— Start of Entries —

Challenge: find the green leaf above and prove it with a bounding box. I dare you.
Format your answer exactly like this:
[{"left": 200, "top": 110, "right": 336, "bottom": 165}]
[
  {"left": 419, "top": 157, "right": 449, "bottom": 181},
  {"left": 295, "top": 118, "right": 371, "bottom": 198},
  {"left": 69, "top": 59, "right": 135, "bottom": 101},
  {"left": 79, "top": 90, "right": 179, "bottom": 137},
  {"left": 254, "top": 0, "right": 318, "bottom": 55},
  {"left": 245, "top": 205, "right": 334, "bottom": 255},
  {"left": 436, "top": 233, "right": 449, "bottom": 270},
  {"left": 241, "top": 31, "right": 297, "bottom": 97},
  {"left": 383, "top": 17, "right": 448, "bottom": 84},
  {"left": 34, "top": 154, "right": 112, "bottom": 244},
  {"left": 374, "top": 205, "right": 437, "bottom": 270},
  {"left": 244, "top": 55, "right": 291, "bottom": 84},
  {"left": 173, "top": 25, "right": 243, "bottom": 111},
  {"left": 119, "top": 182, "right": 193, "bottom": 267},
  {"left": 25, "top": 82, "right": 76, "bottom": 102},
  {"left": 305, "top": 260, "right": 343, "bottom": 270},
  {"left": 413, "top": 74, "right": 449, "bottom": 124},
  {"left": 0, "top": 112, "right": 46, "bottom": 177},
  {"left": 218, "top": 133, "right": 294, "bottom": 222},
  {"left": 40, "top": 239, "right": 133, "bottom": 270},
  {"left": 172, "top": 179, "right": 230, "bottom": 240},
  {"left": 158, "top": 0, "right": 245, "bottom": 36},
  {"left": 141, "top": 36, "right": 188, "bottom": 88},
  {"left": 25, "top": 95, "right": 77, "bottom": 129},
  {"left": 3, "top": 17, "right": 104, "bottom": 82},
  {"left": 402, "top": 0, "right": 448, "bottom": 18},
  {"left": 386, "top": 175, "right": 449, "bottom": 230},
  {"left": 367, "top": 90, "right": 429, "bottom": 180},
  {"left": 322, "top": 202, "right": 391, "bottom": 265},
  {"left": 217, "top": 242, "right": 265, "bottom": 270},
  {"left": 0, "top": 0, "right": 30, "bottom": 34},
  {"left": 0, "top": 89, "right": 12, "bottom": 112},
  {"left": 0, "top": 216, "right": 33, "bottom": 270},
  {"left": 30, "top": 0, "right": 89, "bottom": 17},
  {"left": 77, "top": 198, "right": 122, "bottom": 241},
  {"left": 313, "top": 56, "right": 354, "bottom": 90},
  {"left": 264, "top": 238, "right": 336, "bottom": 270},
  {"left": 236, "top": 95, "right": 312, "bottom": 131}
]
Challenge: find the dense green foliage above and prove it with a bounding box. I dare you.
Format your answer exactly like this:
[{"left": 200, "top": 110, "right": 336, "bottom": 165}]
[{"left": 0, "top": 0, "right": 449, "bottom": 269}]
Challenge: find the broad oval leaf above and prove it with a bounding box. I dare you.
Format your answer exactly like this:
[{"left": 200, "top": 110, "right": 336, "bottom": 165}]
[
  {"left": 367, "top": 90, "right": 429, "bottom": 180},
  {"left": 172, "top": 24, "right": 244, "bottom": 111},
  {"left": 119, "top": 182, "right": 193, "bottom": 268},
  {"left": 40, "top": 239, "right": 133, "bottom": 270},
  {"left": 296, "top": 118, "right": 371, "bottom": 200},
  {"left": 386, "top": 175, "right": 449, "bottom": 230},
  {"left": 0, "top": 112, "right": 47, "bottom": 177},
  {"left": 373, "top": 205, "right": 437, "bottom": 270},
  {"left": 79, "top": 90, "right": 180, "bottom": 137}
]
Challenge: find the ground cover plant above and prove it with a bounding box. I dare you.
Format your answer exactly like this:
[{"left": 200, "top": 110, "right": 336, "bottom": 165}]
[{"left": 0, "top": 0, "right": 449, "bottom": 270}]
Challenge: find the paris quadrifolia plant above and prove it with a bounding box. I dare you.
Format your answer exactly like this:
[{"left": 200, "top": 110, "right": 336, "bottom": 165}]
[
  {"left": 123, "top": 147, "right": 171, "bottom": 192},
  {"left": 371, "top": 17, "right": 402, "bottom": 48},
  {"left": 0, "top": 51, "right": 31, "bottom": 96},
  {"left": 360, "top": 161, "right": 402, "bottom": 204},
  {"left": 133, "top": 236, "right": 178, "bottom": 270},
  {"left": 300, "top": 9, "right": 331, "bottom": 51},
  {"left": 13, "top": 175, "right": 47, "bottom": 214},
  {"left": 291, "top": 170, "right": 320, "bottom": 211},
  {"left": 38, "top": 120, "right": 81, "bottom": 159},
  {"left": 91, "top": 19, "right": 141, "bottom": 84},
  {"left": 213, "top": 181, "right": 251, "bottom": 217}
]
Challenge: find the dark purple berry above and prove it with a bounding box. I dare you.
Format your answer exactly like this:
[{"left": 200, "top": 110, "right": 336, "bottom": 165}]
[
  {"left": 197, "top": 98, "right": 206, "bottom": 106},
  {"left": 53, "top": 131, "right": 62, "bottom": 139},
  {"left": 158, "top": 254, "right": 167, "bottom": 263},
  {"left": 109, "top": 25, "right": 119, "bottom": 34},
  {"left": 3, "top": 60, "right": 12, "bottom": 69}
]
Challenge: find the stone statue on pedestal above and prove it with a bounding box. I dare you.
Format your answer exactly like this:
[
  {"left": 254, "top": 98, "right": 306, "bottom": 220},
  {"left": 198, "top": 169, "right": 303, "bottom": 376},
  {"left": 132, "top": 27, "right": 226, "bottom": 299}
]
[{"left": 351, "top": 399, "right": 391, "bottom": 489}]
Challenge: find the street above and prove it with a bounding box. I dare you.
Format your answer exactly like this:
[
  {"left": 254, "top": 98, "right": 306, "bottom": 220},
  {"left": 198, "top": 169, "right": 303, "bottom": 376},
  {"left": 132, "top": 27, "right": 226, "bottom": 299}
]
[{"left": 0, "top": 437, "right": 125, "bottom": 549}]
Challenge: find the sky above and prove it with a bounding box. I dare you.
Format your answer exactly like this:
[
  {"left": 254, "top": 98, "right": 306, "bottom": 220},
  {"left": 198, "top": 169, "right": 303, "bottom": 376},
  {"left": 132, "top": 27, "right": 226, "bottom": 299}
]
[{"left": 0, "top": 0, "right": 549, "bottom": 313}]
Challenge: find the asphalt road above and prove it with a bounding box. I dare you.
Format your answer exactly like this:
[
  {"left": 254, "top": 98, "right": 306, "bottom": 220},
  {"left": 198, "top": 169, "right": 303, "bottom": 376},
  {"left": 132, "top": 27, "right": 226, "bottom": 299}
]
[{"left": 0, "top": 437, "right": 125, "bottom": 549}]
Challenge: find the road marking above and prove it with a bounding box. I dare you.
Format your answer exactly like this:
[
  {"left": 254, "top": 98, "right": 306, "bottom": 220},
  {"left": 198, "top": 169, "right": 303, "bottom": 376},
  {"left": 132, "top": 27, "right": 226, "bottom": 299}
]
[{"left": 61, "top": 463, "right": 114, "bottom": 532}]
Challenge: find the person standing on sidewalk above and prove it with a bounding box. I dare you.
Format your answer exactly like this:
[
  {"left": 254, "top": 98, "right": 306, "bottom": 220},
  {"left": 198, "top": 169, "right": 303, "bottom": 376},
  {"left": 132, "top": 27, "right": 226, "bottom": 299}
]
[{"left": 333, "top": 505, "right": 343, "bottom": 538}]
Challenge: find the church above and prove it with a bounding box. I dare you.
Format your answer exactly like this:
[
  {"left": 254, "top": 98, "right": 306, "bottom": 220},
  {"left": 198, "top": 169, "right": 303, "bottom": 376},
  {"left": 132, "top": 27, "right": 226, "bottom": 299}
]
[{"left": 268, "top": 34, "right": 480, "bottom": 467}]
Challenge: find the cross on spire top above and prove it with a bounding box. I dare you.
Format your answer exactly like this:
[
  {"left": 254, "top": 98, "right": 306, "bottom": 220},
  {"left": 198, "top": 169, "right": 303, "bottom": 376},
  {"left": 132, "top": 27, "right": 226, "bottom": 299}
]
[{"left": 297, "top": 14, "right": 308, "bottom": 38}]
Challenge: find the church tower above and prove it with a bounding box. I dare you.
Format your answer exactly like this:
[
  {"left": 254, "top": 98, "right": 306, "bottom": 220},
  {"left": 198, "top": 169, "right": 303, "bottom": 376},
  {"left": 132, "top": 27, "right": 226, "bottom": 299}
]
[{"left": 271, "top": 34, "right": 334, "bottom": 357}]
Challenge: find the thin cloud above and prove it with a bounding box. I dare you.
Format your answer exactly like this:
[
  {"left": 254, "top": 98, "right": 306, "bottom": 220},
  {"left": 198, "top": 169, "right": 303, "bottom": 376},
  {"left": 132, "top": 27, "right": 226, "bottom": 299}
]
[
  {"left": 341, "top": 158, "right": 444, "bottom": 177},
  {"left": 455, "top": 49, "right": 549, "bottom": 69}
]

— End of Entries —

**Task statement:**
Locate every line in the data above that contains the string "church", and copy each of those lines.

**Final answer:**
Challenge: find the church above and prove it with a bounding box. I dare you.
Challenge: find the church tower above and prove it with a bounding box. I dare you.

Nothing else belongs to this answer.